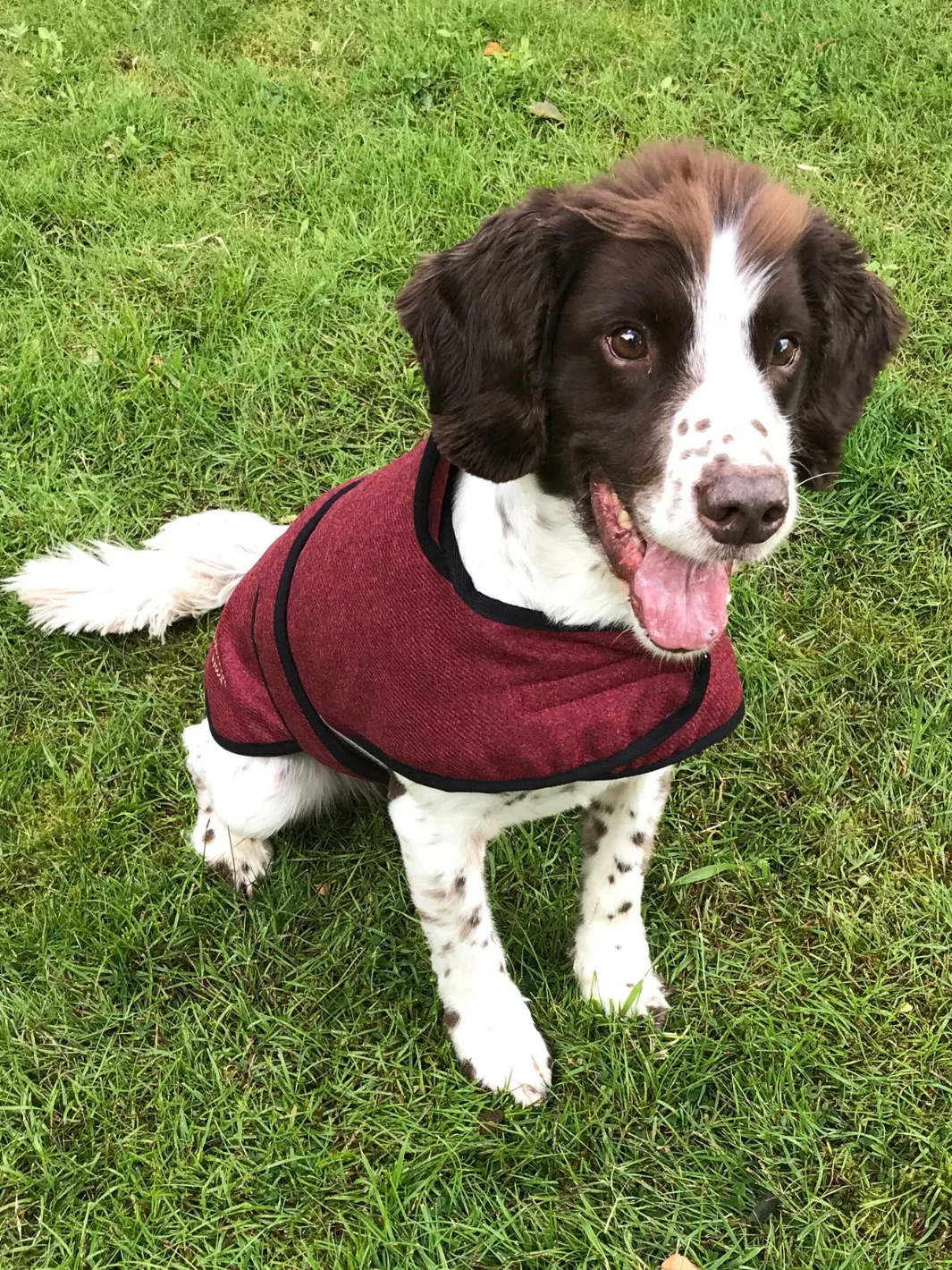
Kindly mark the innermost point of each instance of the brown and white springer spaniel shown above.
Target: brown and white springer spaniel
(632, 377)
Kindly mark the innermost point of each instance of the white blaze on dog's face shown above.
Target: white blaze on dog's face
(730, 436)
(670, 348)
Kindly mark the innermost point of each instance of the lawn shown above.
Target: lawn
(206, 208)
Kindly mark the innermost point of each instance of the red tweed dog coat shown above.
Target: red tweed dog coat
(360, 639)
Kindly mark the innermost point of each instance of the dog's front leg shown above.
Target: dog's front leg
(612, 958)
(443, 841)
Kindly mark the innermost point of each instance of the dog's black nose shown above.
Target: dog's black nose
(739, 504)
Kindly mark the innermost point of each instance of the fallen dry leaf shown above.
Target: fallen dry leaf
(546, 111)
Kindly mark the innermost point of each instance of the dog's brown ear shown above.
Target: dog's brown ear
(860, 326)
(479, 317)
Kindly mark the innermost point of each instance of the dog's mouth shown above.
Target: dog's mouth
(680, 604)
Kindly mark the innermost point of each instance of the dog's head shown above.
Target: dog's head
(670, 347)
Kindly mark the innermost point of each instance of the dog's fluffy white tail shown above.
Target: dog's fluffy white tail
(190, 567)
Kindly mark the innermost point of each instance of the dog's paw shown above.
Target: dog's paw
(501, 1048)
(240, 861)
(617, 974)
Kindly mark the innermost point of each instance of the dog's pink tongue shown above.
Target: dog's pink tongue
(683, 602)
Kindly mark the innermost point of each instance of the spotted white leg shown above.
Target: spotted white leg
(443, 842)
(612, 959)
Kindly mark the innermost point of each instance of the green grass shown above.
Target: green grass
(206, 208)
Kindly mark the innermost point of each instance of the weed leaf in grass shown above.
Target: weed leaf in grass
(709, 871)
(546, 111)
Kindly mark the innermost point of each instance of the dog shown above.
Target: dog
(628, 380)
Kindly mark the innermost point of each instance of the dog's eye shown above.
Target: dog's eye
(628, 344)
(785, 351)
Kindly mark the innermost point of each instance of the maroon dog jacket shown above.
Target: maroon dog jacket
(360, 639)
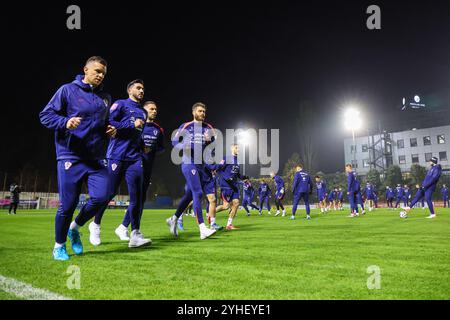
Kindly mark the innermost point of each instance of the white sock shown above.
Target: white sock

• • • • •

__TASK REQUIREMENTS__
Exclude the images and reproduce the remaining data exactly.

__RESULT FOR THIS TASK__
Kindly mark the innermost point of each instance of the brown and white springer spaniel shown above.
Target: brown and white springer spaniel
(632, 377)
Kindly mark the innermost point of each instance of the white blaze on dog's face shown above.
Target: white blaze on dog's face
(730, 436)
(670, 348)
Kindly mark the innermost point of each instance of the lawn shown above.
Target: lawn
(206, 208)
Kindly mark the innermost point of each instance of the red tweed dog coat shown above.
Target: red tweed dog coat
(360, 639)
Kindly mark the innermost point of each instance of the dog's front leg shown above.
Target: dog's front leg
(612, 958)
(443, 841)
Kindly mark the innermost point of each instance of the dog's black nose shown above.
Target: dog's black nose
(739, 504)
Kindly mark the innermost point of each instance of the fallen dry leaf shown above.
Target: fallen dry leaf
(546, 111)
Kindly mark the innermost point of each instance of the dog's brown ear shown above.
Target: dog's brown ear
(860, 326)
(479, 317)
Kindly mark the innermost point of each instance of the dog's mouth shown above.
Target: dog's mouth
(680, 604)
Kindly mark the innermost point of each instance of the dog's head shown above.
Target: dog's head
(670, 347)
Kindly mark the innermost point of each instance of the dog's fluffy white tail shown above.
Target: dog's fluffy white tail
(190, 567)
Kindly mark the innermost point of each instance of the dog's paw shown above.
Target: dog's paw
(501, 1048)
(240, 861)
(617, 974)
Kindly mark the innermost point of each instance of the dog's pink tongue shown above.
Target: dog's pink tongue
(683, 602)
Kindly mark the innermost point of each instance of the spotted white leg shown above.
Target: spotted white leg
(443, 842)
(612, 959)
Kindly mark the innermost point of each instance of the green grass shown above.
Target: green grass
(206, 208)
Kindly mark the innermost point of each instance of the weed leaf in grass shown above.
Target: weed leaf in grass
(709, 871)
(546, 111)
Kindly mark the innermost point of each instance of the dog shown above.
Target: dog
(628, 380)
Kindly mark the innermost point of each instance of the dog's eye shown above.
Target: dog's eye
(628, 344)
(785, 351)
Kindly mark the innermost point of each instance of the maroon dog jacket shown above.
Target: maroon dog jacket
(360, 639)
Kindly mark the innermost point of each instance of the white sock shown above.
Target: white sock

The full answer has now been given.